[START OF RECORD EXCERPTS]

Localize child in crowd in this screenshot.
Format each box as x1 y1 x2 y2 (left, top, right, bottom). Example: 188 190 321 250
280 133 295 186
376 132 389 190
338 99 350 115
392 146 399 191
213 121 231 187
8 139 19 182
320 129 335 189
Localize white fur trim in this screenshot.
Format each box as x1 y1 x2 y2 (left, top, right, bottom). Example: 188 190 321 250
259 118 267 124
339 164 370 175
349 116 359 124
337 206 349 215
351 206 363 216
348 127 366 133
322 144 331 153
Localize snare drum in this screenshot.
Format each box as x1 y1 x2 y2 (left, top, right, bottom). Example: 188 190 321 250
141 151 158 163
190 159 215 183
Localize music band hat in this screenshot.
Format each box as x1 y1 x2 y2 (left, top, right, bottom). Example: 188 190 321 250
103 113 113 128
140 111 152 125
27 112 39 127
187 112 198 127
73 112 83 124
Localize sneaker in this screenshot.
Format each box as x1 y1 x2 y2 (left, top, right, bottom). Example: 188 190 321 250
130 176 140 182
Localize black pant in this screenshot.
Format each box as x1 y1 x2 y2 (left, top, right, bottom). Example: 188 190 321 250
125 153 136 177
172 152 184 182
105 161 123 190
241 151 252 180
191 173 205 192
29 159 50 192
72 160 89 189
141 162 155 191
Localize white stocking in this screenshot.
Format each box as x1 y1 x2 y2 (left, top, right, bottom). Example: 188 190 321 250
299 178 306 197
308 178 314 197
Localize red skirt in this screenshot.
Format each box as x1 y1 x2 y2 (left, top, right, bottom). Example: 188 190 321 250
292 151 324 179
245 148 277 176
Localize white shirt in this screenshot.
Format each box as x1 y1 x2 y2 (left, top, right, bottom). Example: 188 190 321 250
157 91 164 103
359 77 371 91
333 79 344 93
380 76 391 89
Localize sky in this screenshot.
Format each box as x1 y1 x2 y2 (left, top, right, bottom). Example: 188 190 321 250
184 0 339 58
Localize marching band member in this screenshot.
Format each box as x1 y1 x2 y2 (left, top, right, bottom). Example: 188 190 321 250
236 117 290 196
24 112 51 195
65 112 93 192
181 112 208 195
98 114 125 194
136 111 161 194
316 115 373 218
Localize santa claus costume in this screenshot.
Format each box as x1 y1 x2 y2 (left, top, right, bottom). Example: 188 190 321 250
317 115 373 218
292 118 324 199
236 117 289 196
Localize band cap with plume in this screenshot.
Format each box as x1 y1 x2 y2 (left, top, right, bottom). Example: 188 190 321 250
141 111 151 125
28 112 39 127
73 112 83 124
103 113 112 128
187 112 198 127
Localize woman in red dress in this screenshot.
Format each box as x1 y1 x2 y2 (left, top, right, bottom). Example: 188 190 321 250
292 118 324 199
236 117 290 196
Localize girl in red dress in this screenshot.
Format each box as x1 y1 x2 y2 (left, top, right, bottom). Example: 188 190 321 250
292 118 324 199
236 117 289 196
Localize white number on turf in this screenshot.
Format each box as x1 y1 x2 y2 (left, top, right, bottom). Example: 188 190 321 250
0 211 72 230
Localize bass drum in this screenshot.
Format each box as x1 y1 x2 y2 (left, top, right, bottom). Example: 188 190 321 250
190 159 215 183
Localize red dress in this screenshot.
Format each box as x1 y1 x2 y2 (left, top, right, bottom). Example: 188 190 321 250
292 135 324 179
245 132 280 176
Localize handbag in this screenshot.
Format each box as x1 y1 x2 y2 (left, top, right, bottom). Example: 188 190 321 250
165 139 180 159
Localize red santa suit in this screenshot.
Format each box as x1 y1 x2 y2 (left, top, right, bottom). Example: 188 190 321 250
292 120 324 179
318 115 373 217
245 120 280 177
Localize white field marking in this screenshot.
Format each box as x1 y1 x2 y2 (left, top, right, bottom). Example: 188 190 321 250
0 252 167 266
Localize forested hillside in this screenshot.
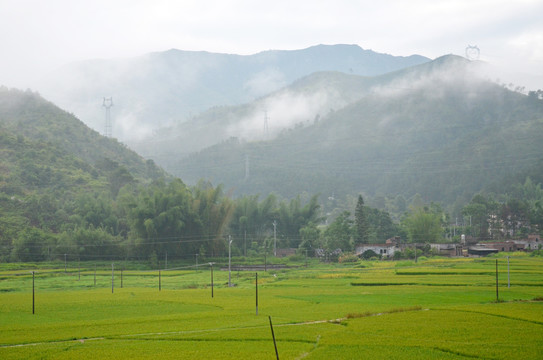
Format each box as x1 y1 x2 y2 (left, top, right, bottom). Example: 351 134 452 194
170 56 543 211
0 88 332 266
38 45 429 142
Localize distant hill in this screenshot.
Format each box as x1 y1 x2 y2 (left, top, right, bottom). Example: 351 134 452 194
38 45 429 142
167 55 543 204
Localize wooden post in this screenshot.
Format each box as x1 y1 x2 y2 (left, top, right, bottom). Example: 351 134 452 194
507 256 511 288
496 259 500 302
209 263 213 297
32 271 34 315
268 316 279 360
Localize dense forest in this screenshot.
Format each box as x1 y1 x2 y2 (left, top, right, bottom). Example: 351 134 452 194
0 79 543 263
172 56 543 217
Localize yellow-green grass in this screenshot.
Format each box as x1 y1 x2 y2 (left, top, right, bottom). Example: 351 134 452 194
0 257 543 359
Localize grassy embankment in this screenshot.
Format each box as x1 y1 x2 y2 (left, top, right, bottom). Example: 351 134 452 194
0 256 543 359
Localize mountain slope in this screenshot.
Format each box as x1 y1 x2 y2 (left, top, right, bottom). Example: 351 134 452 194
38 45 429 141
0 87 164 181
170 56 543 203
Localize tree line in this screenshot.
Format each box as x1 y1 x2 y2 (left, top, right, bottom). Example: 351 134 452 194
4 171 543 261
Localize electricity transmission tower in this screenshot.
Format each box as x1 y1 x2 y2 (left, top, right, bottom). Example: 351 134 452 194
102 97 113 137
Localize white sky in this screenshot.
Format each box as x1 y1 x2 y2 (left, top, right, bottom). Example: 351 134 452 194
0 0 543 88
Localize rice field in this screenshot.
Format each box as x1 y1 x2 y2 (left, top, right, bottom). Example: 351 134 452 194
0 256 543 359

[END OF RECORD EXCERPTS]
[START OF RECORD EXCERPTS]

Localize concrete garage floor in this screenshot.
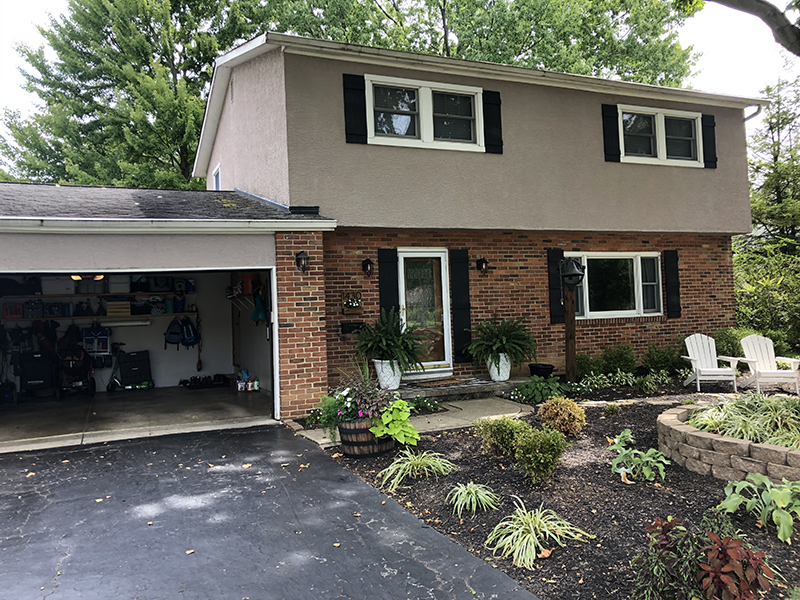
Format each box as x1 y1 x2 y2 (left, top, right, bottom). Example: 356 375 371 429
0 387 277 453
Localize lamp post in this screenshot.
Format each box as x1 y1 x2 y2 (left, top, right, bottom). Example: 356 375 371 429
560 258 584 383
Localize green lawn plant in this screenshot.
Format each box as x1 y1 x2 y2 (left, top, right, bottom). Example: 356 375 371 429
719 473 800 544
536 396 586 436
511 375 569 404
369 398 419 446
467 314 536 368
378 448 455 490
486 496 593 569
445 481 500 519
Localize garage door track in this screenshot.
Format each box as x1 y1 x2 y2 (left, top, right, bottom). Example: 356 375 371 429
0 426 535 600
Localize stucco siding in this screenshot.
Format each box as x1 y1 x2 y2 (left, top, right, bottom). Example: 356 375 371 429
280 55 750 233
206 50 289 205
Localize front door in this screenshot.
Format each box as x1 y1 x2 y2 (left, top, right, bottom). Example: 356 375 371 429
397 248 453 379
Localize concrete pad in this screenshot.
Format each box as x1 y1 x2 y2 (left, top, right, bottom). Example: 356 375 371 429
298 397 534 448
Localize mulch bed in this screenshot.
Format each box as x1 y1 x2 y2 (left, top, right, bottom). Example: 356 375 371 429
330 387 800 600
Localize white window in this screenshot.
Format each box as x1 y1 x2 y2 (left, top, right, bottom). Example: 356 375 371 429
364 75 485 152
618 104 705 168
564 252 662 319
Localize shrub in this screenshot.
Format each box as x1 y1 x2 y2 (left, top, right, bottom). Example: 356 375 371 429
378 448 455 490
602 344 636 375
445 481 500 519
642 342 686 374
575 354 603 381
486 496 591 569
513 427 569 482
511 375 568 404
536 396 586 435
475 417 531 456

[END OF RECORD EXCERPTS]
[START OF RECORD EXCERPTS]

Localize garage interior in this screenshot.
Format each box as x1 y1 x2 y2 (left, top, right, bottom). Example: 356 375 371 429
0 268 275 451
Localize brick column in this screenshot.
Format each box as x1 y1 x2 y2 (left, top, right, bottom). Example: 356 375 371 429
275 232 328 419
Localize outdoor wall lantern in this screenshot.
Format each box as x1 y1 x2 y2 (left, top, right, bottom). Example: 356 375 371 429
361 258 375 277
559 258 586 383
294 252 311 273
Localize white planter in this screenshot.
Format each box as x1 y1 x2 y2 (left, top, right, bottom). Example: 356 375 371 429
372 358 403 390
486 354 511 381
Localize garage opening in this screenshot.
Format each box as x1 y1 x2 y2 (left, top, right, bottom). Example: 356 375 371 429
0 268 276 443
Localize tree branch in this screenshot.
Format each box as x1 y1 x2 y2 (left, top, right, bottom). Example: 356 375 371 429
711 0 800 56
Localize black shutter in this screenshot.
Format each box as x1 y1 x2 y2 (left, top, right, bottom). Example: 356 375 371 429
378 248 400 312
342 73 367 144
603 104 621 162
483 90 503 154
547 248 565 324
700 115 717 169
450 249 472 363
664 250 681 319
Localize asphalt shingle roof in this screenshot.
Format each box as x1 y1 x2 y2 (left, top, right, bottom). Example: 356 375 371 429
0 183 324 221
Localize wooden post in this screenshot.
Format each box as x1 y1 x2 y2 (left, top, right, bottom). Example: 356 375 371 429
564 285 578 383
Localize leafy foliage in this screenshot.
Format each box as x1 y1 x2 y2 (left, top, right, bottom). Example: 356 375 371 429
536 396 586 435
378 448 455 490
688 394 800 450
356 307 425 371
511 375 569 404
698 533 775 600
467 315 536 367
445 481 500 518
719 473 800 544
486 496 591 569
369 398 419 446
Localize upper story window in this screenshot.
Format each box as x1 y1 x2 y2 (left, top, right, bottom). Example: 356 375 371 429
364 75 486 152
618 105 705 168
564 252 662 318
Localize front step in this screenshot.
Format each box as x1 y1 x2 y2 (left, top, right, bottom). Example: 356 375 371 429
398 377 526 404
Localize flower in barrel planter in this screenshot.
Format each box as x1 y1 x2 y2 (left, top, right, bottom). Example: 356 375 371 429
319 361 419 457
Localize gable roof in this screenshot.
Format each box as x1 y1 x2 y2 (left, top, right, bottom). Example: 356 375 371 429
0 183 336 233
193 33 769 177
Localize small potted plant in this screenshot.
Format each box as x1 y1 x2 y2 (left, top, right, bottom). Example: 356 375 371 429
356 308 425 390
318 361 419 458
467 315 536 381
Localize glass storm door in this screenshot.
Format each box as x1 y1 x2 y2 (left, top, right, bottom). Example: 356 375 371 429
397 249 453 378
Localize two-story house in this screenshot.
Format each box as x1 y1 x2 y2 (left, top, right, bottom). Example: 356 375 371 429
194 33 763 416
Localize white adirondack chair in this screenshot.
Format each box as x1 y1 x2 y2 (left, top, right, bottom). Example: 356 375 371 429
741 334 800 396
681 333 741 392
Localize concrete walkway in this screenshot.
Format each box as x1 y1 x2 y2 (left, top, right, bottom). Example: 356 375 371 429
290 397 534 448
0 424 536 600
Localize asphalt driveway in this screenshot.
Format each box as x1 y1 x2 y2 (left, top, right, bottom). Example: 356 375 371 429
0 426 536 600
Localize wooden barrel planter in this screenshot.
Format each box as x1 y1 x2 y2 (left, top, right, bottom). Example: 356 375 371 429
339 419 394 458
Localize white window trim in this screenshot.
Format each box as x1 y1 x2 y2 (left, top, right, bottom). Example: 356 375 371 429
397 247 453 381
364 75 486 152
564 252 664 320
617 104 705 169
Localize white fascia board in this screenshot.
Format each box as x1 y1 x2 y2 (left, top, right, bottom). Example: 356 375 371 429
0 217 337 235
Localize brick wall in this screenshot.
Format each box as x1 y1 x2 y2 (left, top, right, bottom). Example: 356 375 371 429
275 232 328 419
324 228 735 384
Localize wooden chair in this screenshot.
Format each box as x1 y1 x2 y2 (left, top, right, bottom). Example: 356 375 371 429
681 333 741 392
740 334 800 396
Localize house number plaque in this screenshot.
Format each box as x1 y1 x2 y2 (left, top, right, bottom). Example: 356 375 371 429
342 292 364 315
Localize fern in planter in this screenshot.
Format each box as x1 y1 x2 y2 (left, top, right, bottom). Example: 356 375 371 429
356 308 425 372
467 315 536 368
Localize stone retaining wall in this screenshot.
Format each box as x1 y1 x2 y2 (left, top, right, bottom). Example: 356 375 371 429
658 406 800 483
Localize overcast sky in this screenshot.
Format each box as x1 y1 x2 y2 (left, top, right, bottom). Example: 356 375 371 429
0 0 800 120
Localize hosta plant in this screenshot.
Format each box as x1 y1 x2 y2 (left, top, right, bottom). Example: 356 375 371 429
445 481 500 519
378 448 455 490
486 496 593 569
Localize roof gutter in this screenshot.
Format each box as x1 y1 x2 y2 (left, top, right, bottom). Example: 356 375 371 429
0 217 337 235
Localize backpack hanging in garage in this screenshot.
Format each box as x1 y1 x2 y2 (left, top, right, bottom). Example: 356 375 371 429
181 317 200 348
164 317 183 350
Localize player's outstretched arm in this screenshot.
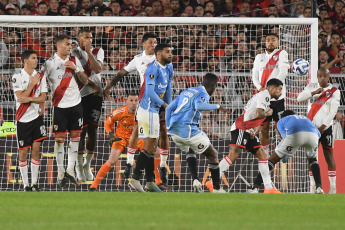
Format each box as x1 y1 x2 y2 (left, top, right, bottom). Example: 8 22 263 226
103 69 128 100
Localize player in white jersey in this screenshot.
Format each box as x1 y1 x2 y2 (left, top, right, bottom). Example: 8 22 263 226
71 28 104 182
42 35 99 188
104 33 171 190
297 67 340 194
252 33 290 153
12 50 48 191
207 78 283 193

[END OF RECORD EXCERPTS]

== TASK STATEMENT ==
Render the records from the line with "Localize child in crowd in this screenshot." through the line with "308 178 314 197", both ends included, as a two-column CSV with the header input,output. Each record gets one row, with its text under input and its answer under output; put each field in quotation marks and replace its line breaks with spaces.

== TASK RESPONSE ==
input,output
"Localize child in crowd in this screenshot. Format each box as x1 y1 x2 y2 (left, top, right, bottom). Example: 188 190 321 250","280 133 295 186 376 132 389 190 338 99 350 115 392 146 399 191 213 121 231 187 8 139 19 182 320 129 335 189"
"Localize white fur trim in this screenshot. Format each box as x1 y1 x2 y2 (left, top, right, bottom). Example: 188 190 321 250","259 118 267 124 339 164 370 175 349 116 359 124 337 206 349 215 351 206 363 216 348 127 366 133 322 144 331 153"
"Localize snare drum in this screenshot. Format each box as x1 y1 x2 y2 (left, top, right, bottom). Example: 188 190 321 250","141 151 158 163 190 159 215 183"
"Localize music band hat in this screenshot. Format each box as x1 y1 x2 y2 (left, top, right, bottom). Example: 188 190 321 250","103 113 113 128 140 111 152 125 27 112 39 127 187 112 198 127 73 112 83 124"
"Localize sneaker in this screenshot. Format each box as x1 y1 x2 y2 (left, top, right, bottom). Example: 188 190 321 250","130 176 140 182"
"Localize black pant in this screenshot. Format each box as x1 y1 x2 y2 (left, top, right, bottom). Example: 188 190 321 250","125 153 136 177 172 152 184 182 105 161 123 190 241 151 252 180 191 173 205 192 29 159 50 192 72 160 89 189 141 162 155 191"
"Localize white stocking in this screenshot. Format each box as x1 y1 x2 y2 (left, top, right, bottom). Example: 188 190 321 250","299 178 306 197 308 178 314 197"